> **Exercise directions**:
List every line in the records below that contains the word "clump".

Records
-*-*-

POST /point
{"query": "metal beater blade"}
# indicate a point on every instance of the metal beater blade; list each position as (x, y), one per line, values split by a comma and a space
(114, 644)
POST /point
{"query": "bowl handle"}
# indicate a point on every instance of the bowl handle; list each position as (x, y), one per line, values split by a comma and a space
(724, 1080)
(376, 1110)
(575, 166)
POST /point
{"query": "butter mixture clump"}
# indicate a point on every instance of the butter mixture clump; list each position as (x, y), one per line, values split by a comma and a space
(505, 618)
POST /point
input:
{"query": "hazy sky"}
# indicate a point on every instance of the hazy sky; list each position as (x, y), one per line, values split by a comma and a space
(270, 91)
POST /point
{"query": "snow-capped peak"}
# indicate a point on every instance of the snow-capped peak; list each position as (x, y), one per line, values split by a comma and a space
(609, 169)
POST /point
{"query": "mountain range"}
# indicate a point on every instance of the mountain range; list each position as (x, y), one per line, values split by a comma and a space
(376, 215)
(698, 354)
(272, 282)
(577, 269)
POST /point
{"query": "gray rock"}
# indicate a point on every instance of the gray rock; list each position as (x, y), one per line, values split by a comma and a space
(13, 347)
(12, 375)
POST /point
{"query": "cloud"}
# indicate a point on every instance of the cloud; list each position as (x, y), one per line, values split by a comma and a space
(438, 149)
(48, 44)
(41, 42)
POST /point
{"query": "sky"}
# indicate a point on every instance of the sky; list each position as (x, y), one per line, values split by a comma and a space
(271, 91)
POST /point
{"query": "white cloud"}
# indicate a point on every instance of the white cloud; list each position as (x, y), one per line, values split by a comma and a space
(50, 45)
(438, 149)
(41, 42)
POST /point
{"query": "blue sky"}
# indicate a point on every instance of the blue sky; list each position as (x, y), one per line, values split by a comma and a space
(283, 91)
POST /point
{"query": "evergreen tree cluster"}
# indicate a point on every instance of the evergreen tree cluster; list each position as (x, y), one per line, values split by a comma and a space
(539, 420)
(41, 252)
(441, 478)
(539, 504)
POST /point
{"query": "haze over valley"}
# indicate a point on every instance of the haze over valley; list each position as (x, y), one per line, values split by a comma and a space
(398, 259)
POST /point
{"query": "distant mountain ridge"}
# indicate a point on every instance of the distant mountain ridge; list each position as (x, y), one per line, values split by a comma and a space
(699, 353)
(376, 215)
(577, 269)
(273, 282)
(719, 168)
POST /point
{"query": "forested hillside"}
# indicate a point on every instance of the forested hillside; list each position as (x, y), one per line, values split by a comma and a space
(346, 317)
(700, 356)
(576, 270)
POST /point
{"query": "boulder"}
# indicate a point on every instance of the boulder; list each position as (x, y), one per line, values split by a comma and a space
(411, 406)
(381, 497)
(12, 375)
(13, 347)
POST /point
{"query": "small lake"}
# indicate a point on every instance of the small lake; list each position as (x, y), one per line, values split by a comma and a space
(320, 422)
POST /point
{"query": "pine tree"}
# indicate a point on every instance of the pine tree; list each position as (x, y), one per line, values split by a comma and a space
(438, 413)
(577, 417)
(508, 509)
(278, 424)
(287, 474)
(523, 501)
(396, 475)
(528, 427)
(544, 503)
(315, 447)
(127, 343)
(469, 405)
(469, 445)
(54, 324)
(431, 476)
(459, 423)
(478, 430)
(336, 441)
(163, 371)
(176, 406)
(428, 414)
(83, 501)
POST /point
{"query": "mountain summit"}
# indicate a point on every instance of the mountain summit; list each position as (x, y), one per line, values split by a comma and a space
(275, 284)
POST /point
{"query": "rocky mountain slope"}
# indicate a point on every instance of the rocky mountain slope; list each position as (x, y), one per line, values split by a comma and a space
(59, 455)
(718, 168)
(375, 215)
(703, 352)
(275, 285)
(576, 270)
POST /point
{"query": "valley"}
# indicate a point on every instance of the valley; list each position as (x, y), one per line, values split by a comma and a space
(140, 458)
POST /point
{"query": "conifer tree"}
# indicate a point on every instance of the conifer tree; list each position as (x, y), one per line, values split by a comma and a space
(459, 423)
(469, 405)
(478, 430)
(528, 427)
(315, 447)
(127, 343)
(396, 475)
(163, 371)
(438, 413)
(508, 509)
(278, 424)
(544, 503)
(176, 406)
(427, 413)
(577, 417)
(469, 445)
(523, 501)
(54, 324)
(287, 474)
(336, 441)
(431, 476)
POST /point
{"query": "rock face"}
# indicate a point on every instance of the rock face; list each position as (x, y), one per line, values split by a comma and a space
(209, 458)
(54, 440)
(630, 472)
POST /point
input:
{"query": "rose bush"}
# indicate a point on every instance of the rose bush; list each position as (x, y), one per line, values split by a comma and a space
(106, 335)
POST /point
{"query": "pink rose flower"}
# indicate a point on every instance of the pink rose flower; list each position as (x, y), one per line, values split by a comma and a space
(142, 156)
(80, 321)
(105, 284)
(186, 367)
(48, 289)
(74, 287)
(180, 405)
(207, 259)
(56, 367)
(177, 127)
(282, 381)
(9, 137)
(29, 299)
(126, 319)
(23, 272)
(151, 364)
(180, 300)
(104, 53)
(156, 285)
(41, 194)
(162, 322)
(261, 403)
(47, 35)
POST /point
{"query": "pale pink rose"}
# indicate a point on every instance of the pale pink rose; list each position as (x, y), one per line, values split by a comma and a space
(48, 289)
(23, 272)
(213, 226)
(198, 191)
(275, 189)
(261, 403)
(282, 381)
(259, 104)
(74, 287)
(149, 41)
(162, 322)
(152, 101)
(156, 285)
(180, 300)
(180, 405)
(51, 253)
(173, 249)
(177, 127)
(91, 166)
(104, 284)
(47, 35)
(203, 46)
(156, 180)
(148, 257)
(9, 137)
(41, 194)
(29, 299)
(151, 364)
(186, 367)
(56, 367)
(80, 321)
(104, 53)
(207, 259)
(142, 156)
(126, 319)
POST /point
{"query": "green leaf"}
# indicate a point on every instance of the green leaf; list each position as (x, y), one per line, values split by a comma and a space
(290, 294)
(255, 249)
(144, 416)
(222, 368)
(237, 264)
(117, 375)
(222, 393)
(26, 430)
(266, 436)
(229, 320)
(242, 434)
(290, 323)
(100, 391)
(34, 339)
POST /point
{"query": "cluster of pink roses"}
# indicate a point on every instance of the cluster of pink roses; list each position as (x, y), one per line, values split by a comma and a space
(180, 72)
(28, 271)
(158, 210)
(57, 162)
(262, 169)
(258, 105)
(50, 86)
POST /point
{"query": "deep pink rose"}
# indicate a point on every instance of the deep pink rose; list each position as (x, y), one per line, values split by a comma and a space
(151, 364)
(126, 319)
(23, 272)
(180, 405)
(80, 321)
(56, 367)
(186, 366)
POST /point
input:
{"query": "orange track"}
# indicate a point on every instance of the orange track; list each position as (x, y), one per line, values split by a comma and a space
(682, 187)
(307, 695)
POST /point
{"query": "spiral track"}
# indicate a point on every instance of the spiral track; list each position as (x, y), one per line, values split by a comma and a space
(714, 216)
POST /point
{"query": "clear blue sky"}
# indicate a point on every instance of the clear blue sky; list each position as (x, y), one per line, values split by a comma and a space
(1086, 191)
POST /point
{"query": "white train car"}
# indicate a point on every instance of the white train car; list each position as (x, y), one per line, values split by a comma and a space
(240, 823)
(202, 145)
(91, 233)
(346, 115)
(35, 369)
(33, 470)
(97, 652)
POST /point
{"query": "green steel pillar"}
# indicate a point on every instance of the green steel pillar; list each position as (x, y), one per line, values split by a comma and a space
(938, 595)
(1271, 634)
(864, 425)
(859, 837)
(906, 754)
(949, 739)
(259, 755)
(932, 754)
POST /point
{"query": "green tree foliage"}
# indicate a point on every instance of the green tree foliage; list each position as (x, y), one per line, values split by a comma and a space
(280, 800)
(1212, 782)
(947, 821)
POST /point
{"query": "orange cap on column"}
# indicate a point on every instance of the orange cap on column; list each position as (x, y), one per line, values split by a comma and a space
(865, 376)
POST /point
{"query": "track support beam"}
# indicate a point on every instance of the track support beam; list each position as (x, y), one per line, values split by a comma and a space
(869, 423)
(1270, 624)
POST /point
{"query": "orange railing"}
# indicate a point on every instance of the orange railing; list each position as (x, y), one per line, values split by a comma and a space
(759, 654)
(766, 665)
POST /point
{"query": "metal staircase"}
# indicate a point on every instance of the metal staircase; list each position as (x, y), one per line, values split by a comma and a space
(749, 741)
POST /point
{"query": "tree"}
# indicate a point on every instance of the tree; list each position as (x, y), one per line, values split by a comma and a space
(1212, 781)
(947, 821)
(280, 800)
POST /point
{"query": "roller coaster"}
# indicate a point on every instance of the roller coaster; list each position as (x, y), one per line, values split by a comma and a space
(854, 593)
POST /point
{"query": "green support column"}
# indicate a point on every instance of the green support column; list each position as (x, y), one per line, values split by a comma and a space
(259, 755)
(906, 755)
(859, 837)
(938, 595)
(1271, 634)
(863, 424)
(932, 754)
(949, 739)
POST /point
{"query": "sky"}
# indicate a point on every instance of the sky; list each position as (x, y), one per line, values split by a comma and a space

-*-*-

> **Task solution**:
{"query": "butter mixture clump"}
# indicate a point on every instance of the butter mixture clump; list each position as (x, y), one per line, values split by a comma and a space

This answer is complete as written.